_ASSIGNED TASK_.
For the listing below, print exactly the lines from the line with "Task: If you could identify the water" to the line with "point(428, 129)", both included, and nothing beyond them.

[[ EXCERPTED RECORDS, beginning ]]

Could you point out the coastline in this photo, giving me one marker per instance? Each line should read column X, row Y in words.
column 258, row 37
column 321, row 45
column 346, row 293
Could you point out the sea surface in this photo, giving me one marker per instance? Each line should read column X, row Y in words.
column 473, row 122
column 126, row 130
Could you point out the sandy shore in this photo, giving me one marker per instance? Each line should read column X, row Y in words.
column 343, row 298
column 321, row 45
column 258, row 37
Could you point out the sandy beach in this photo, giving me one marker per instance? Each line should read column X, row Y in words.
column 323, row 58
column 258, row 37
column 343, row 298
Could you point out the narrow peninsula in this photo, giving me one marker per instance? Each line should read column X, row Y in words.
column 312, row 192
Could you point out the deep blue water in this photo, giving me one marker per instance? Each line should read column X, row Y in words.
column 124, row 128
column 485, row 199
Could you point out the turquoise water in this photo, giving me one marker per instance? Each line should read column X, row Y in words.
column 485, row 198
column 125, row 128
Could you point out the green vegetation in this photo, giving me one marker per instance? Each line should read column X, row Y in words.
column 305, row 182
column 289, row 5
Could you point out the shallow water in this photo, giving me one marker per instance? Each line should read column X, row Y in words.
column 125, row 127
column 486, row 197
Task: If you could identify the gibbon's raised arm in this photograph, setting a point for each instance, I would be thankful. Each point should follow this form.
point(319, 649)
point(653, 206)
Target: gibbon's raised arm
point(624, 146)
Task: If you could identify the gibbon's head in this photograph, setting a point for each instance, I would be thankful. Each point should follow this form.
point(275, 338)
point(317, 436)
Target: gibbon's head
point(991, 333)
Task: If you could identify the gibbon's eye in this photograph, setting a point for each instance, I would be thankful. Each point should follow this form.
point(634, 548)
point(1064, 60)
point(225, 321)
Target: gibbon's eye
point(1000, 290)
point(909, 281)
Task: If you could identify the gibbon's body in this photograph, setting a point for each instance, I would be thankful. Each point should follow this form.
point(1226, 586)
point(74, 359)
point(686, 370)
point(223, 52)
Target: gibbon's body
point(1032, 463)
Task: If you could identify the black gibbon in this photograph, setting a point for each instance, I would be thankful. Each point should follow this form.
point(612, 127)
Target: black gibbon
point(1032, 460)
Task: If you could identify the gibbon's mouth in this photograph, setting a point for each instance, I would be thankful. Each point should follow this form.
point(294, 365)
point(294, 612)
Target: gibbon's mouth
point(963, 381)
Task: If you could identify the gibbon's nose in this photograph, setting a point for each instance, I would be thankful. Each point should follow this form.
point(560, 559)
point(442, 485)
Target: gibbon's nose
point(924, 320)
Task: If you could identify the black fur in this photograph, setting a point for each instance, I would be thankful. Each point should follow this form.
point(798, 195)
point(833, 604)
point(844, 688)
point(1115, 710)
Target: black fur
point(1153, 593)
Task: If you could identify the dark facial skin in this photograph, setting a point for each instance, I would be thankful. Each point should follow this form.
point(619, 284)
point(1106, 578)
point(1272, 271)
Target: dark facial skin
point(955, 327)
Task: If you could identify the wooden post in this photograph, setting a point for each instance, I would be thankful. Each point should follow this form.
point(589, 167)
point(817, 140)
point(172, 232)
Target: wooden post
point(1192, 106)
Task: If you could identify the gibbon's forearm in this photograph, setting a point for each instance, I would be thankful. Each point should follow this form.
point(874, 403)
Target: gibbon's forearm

[[ EXCERPTED RECORDS, end ]]
[[ EXCERPTED RECORDS, beginning ]]

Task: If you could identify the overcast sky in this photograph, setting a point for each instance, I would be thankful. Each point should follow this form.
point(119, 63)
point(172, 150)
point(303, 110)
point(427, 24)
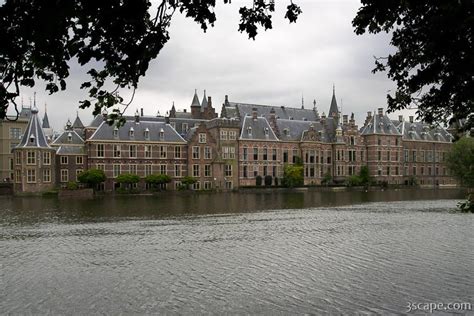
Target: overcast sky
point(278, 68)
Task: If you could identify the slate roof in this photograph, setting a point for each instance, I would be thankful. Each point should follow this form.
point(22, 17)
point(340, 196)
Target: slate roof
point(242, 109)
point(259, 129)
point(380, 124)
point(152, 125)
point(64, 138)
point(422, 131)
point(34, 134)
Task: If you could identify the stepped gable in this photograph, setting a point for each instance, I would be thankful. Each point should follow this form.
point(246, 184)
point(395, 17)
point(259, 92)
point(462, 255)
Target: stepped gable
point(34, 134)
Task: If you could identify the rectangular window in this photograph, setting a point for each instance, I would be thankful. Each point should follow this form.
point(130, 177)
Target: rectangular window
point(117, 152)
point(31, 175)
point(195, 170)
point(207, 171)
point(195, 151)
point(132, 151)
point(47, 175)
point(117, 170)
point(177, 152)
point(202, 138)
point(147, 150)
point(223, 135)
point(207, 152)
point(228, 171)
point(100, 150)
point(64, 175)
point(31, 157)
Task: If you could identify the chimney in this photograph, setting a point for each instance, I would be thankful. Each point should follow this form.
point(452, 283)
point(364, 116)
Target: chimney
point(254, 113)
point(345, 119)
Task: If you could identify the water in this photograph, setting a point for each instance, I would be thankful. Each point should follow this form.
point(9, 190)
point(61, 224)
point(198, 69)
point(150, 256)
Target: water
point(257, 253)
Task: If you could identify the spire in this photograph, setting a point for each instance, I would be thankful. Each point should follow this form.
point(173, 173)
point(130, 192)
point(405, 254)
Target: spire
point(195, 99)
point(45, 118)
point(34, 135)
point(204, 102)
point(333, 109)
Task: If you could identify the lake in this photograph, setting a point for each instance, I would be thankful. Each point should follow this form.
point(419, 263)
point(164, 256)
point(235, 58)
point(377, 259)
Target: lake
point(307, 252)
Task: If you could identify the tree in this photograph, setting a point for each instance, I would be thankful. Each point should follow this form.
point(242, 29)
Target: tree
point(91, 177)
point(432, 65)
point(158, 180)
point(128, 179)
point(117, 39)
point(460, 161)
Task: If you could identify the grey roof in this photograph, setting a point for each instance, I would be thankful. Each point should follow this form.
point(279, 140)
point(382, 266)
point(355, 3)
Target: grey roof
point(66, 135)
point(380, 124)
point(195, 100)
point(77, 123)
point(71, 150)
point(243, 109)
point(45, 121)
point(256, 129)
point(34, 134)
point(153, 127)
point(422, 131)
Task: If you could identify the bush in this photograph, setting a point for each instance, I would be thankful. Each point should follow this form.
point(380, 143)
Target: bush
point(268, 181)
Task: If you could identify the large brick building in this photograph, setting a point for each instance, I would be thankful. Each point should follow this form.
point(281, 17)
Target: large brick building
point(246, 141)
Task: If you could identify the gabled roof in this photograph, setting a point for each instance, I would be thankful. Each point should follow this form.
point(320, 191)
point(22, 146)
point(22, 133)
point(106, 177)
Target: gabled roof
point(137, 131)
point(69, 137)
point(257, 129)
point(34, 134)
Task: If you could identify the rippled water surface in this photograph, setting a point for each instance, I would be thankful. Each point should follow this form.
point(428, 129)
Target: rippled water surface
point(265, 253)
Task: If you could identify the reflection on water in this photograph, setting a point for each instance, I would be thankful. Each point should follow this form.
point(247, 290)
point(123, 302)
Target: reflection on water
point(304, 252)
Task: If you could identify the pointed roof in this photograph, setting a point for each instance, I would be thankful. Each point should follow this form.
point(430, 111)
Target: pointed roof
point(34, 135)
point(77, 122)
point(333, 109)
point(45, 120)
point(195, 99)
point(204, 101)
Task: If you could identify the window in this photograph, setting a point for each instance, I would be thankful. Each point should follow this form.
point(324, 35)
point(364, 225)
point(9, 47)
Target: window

[[ EXCERPTED RECORDS, end ]]

_RESPONSE BOX_.
Task: If you could identify the water in this photograph, setting a point for each instance, I would be thankful. Each point should follow this form.
point(9, 190)
point(61, 224)
point(198, 69)
point(150, 256)
Target: water
point(257, 253)
Task: If you could identify the spire in this photograph, setting a point for each instance, I would be thankful. Each point should follow this form.
point(173, 173)
point(130, 192)
point(405, 254)
Target: spire
point(195, 99)
point(45, 118)
point(34, 135)
point(204, 102)
point(333, 109)
Task: If you could identify the lake in this photograph, setting a point for each instance, I would be thankful. Each point should follow this form.
point(419, 263)
point(164, 256)
point(235, 58)
point(377, 259)
Target: lake
point(307, 252)
Task: If you could identify the tree in this photograph, setting a point for each instance, I would be thankful. Each point should follow this form.
point(242, 29)
Target: tree
point(91, 177)
point(432, 65)
point(158, 180)
point(128, 179)
point(117, 39)
point(460, 161)
Task: If you could identify the grey roof in this photograph, setting a point for each instance, I would be thankful. Each point should follow this form.
point(279, 140)
point(382, 266)
point(355, 3)
Target: grey roof
point(66, 135)
point(380, 124)
point(195, 100)
point(77, 123)
point(71, 150)
point(243, 109)
point(45, 121)
point(256, 129)
point(34, 134)
point(153, 127)
point(422, 131)
Task: If you could identify the bush in this photograph, setting a point for each instance, I would be thankful. Each point should follow this form.
point(380, 143)
Target: bush
point(268, 181)
Task: If you could identify the large brick building in this photograph, setting a point for each instance, I would be thankful. Each point should follow this form.
point(281, 17)
Target: large brick building
point(246, 141)
Task: If you could identify the gabled roof in this photograph, setting a point for each instance, I would be thankful. Each point should follow this form.
point(320, 191)
point(22, 146)
point(22, 133)
point(106, 177)
Target: gabled roof
point(137, 131)
point(69, 137)
point(257, 129)
point(34, 134)
Task: If you could identify the rippled water surface in this photograph, setting a point for each instance, I would be thankful. Each point should follow this form.
point(428, 129)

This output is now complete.